* [The problem]
Each entry should be quoted word for word, including every mark of punctuation.

* [Supplied data]
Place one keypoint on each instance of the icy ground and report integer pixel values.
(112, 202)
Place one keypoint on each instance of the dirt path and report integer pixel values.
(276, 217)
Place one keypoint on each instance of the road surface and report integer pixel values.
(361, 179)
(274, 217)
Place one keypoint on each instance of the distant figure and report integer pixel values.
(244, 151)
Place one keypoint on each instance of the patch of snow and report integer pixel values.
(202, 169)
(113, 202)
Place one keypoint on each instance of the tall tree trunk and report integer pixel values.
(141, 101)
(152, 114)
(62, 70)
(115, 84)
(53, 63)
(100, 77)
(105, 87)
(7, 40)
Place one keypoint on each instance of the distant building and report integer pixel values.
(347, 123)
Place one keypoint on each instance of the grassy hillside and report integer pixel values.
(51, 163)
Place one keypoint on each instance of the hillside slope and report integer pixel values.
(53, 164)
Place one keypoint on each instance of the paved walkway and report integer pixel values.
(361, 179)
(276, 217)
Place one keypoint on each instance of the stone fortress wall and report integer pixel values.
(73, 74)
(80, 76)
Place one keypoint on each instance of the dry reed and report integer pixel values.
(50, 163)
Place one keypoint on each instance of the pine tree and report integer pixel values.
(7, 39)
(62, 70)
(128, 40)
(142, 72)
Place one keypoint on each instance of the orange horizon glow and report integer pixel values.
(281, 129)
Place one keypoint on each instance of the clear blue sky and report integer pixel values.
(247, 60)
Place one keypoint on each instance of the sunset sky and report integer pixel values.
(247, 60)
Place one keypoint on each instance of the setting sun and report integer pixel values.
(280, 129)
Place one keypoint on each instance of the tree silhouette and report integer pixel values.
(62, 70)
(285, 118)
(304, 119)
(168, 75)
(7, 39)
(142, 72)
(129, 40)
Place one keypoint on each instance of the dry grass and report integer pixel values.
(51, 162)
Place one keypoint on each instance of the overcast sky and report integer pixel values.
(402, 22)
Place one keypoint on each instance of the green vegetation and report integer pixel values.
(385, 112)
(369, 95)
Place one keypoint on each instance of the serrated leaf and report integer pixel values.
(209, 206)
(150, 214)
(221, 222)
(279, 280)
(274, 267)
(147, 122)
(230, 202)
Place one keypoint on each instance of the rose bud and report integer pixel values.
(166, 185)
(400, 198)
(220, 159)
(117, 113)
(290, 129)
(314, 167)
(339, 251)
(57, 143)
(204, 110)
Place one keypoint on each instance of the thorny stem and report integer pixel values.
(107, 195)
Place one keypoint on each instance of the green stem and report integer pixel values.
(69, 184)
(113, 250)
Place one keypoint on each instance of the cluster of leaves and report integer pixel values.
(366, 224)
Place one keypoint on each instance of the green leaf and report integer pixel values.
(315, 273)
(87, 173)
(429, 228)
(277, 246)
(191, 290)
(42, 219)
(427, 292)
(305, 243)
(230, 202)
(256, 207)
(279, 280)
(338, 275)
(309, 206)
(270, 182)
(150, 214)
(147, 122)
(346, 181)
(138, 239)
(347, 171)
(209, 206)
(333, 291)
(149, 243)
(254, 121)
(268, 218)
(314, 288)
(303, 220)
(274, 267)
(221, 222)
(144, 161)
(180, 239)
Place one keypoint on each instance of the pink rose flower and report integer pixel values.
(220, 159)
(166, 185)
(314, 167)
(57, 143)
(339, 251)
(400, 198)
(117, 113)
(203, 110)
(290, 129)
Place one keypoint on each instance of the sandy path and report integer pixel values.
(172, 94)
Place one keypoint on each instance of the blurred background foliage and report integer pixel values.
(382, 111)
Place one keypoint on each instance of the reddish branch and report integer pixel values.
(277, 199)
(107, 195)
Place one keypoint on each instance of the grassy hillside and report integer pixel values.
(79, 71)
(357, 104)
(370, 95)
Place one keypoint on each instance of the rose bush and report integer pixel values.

* [Right answer]
Place one keypoint on each instance of the icy ground and report integer pixel values.
(112, 202)
Place one keypoint on each instance of the dirt path and report integer pixel values.
(276, 217)
Place one keypoint on each instance of the road surface and report integer pixel values.
(361, 179)
(274, 217)
Place one keypoint on each instance of the distant figure and report integer pixel values.
(244, 151)
Place one keypoint on each instance of the patch of snow and report integer pixel values.
(202, 169)
(113, 202)
Place one keypoint on each instance of the tall tree trunk and report integer pixel values.
(141, 101)
(152, 114)
(62, 70)
(115, 84)
(53, 63)
(100, 77)
(105, 87)
(7, 40)
Place one keypoint on each instance of the distant building and report integer pixel values.
(347, 123)
Place one keypoint on each instance of the grassy hillside and report integer pixel values.
(51, 163)
Place one keypoint on each instance of the hillside slope and report integer pixel values.
(53, 164)
Place one keypoint on each instance of the paved walkway and report integer pixel values.
(361, 179)
(276, 217)
Place one keypoint on each instance of the stone fortress wall and report integer pixel values.
(73, 74)
(80, 76)
Place one keypoint on each instance of the dry reed and report integer pixel values.
(50, 163)
Place one keypoint on each instance of the pine tree and report integer pixel values.
(7, 39)
(62, 70)
(128, 40)
(142, 72)
Place one keypoint on each instance of the orange horizon glow and report integer pixel values.
(281, 129)
Place one keypoint on each instance of the clear blue sky and report integer pixel values.
(247, 60)
Place one keypoint on each instance of the sunset sky and report integer pixel values.
(247, 60)
Place one keypoint on each instance of the setting sun and report integer pixel values.
(280, 129)
Place one keypoint on each instance of the tree silhouette and report integer pixel values.
(62, 70)
(285, 118)
(304, 119)
(168, 75)
(7, 39)
(142, 72)
(129, 40)
Place one keypoint on each instance of the dry grass and report integer pixel values.
(51, 162)
Place one keypoint on each instance of the overcast sky and report integer pixel values.
(402, 22)
Place one keypoint on each instance of the green vegetation and report integer pixel values.
(385, 112)
(369, 95)
Place one keypoint on each instance of the serrated leaf and report integer pixel values.
(209, 206)
(150, 214)
(221, 222)
(279, 280)
(274, 267)
(147, 122)
(230, 202)
Place one keypoint on each instance of the rose bud and report integer pixel values.
(166, 185)
(400, 198)
(220, 159)
(117, 113)
(290, 129)
(314, 167)
(339, 251)
(57, 143)
(204, 110)
Place one keypoint on each instance of the thorny stem and report integer pixel values.
(107, 195)
Place one keypoint on each instance of the green stem and report integer pixel values.
(69, 184)
(113, 250)
Place one keypoint on each instance of the cluster of leaves and report integer pixel values.
(366, 224)
Place one keypoint on each instance of the green leaf and report integer pixel values.
(315, 273)
(87, 173)
(429, 228)
(277, 246)
(191, 290)
(42, 219)
(427, 292)
(305, 243)
(230, 202)
(256, 207)
(279, 280)
(338, 275)
(309, 206)
(270, 182)
(150, 214)
(147, 122)
(346, 181)
(138, 239)
(347, 171)
(209, 206)
(333, 291)
(149, 243)
(254, 121)
(268, 218)
(314, 288)
(303, 220)
(274, 267)
(221, 222)
(144, 161)
(180, 239)
Place one keypoint on each instance of the pink rose flower and report integer pixel values.
(220, 159)
(166, 185)
(314, 167)
(57, 143)
(339, 251)
(400, 198)
(117, 113)
(203, 110)
(290, 129)
Place one keypoint on each instance of the sandy path and report integer pixel values.
(172, 94)
Place one keypoint on each instance of the blurred background foliage and report integer pixel values.
(382, 111)
Place one keypoint on each instance of the reddish branch and report integer pixel values.
(277, 199)
(107, 195)
Place one keypoint on each instance of the grassy hillside and report integer pixel values.
(79, 71)
(357, 104)
(370, 95)
Place one keypoint on each instance of the rose bush and report integer pixel values.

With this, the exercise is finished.